Materials provided ::
# # # #

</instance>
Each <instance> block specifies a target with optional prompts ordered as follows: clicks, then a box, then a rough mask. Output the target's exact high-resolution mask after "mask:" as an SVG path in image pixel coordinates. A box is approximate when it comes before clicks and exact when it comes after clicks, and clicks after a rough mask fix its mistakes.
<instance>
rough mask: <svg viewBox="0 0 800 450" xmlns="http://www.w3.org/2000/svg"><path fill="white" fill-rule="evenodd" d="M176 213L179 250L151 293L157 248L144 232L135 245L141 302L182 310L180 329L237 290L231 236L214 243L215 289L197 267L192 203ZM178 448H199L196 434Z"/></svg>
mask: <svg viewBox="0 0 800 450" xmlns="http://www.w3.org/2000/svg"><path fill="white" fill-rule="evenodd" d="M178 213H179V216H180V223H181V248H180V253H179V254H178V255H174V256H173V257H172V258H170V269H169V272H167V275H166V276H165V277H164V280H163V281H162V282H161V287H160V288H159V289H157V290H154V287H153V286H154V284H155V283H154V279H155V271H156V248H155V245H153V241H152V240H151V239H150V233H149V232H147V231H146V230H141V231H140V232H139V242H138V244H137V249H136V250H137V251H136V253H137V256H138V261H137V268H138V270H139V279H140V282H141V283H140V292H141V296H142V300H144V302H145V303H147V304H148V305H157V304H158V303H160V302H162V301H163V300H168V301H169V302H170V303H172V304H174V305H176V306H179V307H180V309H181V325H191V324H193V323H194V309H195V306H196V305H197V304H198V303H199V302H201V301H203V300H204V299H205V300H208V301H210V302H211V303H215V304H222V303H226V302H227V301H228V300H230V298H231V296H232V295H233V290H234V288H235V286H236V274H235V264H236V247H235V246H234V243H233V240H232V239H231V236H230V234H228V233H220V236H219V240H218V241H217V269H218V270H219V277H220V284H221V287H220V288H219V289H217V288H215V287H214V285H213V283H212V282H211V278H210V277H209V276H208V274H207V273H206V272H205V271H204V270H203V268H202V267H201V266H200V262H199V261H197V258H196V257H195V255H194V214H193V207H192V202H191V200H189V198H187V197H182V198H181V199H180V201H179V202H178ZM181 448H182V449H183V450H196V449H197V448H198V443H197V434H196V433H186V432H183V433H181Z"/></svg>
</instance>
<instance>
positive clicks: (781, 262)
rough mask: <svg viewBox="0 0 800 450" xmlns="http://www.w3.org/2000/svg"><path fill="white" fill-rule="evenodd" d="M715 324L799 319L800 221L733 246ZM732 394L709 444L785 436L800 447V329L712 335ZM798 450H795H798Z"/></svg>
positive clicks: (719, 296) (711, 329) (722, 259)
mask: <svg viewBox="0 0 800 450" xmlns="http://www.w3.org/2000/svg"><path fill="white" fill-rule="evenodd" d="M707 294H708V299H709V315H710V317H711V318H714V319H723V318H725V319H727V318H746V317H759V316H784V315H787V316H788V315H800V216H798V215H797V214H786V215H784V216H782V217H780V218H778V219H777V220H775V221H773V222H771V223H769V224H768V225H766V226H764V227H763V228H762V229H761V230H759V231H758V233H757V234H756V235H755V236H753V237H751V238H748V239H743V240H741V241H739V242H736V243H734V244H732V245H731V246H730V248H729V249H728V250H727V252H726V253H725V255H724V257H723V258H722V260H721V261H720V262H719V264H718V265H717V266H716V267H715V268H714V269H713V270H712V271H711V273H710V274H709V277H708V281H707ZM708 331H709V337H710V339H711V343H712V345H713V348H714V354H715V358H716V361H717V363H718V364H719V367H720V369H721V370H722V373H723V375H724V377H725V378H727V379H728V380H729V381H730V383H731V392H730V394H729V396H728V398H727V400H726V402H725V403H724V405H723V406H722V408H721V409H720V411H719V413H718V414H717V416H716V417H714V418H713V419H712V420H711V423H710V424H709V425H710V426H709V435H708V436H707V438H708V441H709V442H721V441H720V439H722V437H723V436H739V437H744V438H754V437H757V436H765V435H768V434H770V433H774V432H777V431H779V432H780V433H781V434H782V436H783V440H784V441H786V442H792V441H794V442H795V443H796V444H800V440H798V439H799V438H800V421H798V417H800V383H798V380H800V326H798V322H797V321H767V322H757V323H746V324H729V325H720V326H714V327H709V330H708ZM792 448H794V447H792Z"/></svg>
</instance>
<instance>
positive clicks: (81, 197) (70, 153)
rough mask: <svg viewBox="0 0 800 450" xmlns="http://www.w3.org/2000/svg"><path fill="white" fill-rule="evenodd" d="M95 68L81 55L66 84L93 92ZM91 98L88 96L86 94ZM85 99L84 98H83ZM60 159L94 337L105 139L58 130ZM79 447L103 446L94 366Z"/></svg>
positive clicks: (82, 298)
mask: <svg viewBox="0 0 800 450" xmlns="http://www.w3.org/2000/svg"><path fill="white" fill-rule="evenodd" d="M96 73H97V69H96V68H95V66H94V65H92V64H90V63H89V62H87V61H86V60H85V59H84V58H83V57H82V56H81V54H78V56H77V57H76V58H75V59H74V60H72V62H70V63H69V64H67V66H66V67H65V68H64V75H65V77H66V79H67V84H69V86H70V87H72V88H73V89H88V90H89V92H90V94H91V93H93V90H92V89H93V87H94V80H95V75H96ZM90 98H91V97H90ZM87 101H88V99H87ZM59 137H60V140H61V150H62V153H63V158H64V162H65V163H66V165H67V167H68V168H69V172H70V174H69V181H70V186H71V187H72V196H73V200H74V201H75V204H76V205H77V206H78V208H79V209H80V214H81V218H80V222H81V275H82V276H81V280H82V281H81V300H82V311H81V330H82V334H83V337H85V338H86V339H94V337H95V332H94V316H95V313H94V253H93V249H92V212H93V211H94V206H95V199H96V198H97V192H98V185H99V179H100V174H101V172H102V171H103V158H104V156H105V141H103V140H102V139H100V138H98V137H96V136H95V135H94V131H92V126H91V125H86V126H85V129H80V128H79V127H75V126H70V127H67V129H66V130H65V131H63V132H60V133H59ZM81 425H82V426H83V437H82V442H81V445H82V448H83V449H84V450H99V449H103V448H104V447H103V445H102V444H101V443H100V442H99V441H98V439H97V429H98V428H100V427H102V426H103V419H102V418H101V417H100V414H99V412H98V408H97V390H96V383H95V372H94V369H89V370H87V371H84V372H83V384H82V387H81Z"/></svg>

# # # #

Assignment :: Retype every record above exactly as it stands.

Response to this exercise ::
</instance>
Each <instance> block specifies a target with optional prompts ordered as follows: clicks, then a box, then a rough mask. Output the target's exact high-resolution mask after "mask:" as an SVG path in image pixel coordinates. A box is approximate when it comes before clicks and exact when it comes after clicks, and clicks after a rough mask fix its mistakes.
<instance>
rough mask: <svg viewBox="0 0 800 450" xmlns="http://www.w3.org/2000/svg"><path fill="white" fill-rule="evenodd" d="M176 213L179 250L151 293L157 248L144 232L135 245L141 302L182 310L180 329L237 290L231 236L214 243L215 289L197 267L192 203ZM178 448H199L196 434Z"/></svg>
mask: <svg viewBox="0 0 800 450" xmlns="http://www.w3.org/2000/svg"><path fill="white" fill-rule="evenodd" d="M178 213H179V216H180V223H181V248H180V253H179V254H178V255H174V256H173V257H172V258H170V269H169V272H167V275H166V276H165V277H164V280H163V281H162V282H161V287H160V288H159V289H157V290H154V287H153V286H154V284H155V283H154V279H155V271H156V248H155V245H153V241H152V240H151V239H150V233H149V232H147V231H146V230H141V231H140V232H139V242H138V244H137V249H136V250H137V251H136V253H137V256H138V261H137V268H138V270H139V279H140V282H141V283H140V292H141V296H142V300H144V302H145V303H147V304H148V305H157V304H158V303H160V302H162V301H163V300H168V301H169V302H170V303H172V304H174V305H176V306H179V307H180V309H181V325H191V324H193V323H194V309H195V306H196V305H197V304H198V303H199V302H201V301H203V300H204V299H205V300H208V301H210V302H211V303H215V304H222V303H226V302H227V301H228V300H230V298H231V296H232V295H233V290H234V288H235V286H236V274H235V264H236V247H235V246H234V243H233V240H232V239H231V236H230V234H228V233H220V236H219V240H218V241H217V269H218V270H219V277H220V284H221V287H220V288H219V289H217V288H215V287H214V285H213V283H212V282H211V278H210V277H209V276H208V274H207V273H206V272H205V271H204V270H203V268H202V267H201V266H200V262H199V261H197V258H196V257H195V255H194V214H193V207H192V202H191V200H189V198H187V197H182V198H181V199H180V201H179V202H178ZM181 448H182V449H183V450H196V449H197V448H198V443H197V434H196V433H186V432H183V433H181Z"/></svg>
</instance>
<instance>
positive clicks: (781, 262)
rough mask: <svg viewBox="0 0 800 450" xmlns="http://www.w3.org/2000/svg"><path fill="white" fill-rule="evenodd" d="M715 324L799 319L800 221L733 246ZM732 394L709 444L785 436L800 447V329L712 335ZM798 450H795H798Z"/></svg>
positive clicks: (719, 296) (711, 329) (722, 259)
mask: <svg viewBox="0 0 800 450" xmlns="http://www.w3.org/2000/svg"><path fill="white" fill-rule="evenodd" d="M707 294H708V299H709V315H710V317H711V318H714V319H723V318H725V319H727V318H746V317H759V316H784V315H787V316H788V315H800V216H798V215H797V214H786V215H784V216H782V217H780V218H778V219H777V220H775V221H773V222H771V223H769V224H768V225H766V226H764V227H763V228H762V229H761V230H759V231H758V233H757V234H756V235H755V236H753V237H751V238H748V239H743V240H741V241H739V242H736V243H734V244H732V245H731V246H730V248H729V249H728V250H727V252H726V253H725V255H724V257H723V258H722V260H721V261H720V262H719V264H718V265H717V266H716V267H715V268H714V269H713V270H712V271H711V273H710V274H709V277H708V281H707ZM708 331H709V337H710V339H711V343H712V345H713V348H714V354H715V358H716V361H717V363H718V364H719V367H720V369H721V370H722V373H723V375H724V377H725V378H727V379H728V380H729V381H730V383H731V392H730V394H729V396H728V398H727V400H726V402H725V403H724V405H723V406H722V408H721V409H720V411H719V413H718V414H717V416H716V417H714V418H713V419H712V420H711V423H710V424H709V425H710V426H709V435H708V436H707V438H708V441H709V442H721V441H720V439H722V437H723V436H739V437H744V438H754V437H757V436H765V435H768V434H770V433H774V432H777V431H779V432H780V433H781V434H782V436H783V440H784V441H786V442H792V441H794V442H795V443H796V444H800V440H798V439H799V438H800V421H798V417H800V383H798V380H800V326H798V322H797V321H767V322H757V323H746V324H729V325H720V326H714V327H709V330H708ZM792 448H794V447H792Z"/></svg>
</instance>
<instance>
positive clicks: (81, 197) (70, 153)
rough mask: <svg viewBox="0 0 800 450" xmlns="http://www.w3.org/2000/svg"><path fill="white" fill-rule="evenodd" d="M95 68L81 55L66 84L93 92ZM91 98L88 96L86 94ZM85 99L84 98H83ZM60 159L94 337L105 139L58 130ZM79 447L103 446L94 366Z"/></svg>
positive clicks: (82, 298)
mask: <svg viewBox="0 0 800 450" xmlns="http://www.w3.org/2000/svg"><path fill="white" fill-rule="evenodd" d="M96 73H97V69H96V68H95V66H94V65H92V64H90V63H89V62H87V61H86V60H85V59H84V58H83V57H82V56H81V54H78V56H77V57H76V58H75V59H74V60H72V62H70V63H69V64H67V66H66V67H65V68H64V75H65V77H66V79H67V84H69V86H70V87H72V88H73V89H88V90H89V92H90V94H91V93H93V90H92V89H93V87H94V80H95V75H96ZM90 98H91V97H90ZM87 101H88V99H87ZM59 137H60V140H61V150H62V153H63V158H64V162H65V163H66V165H67V167H68V168H69V172H70V174H69V181H70V186H71V187H72V196H73V200H74V201H75V204H76V205H77V206H78V208H79V209H80V214H81V218H80V222H81V275H82V276H81V280H82V281H81V300H82V311H81V330H82V334H83V337H85V338H86V339H94V337H95V332H94V316H95V313H94V253H93V249H92V212H93V211H94V206H95V199H96V198H97V192H98V185H99V179H100V174H101V172H102V171H103V158H104V156H105V141H103V140H102V139H100V138H98V137H96V136H95V135H94V131H92V126H91V125H86V126H85V129H80V128H79V127H75V126H70V127H67V129H66V130H65V131H63V132H60V133H59ZM81 425H82V426H83V437H82V442H81V445H82V448H83V449H84V450H99V449H103V448H104V447H103V445H102V444H101V443H100V442H99V441H98V439H97V429H98V428H100V427H102V426H103V419H102V418H101V417H100V414H99V412H98V408H97V390H96V383H95V372H94V369H89V370H87V371H84V372H83V384H82V387H81Z"/></svg>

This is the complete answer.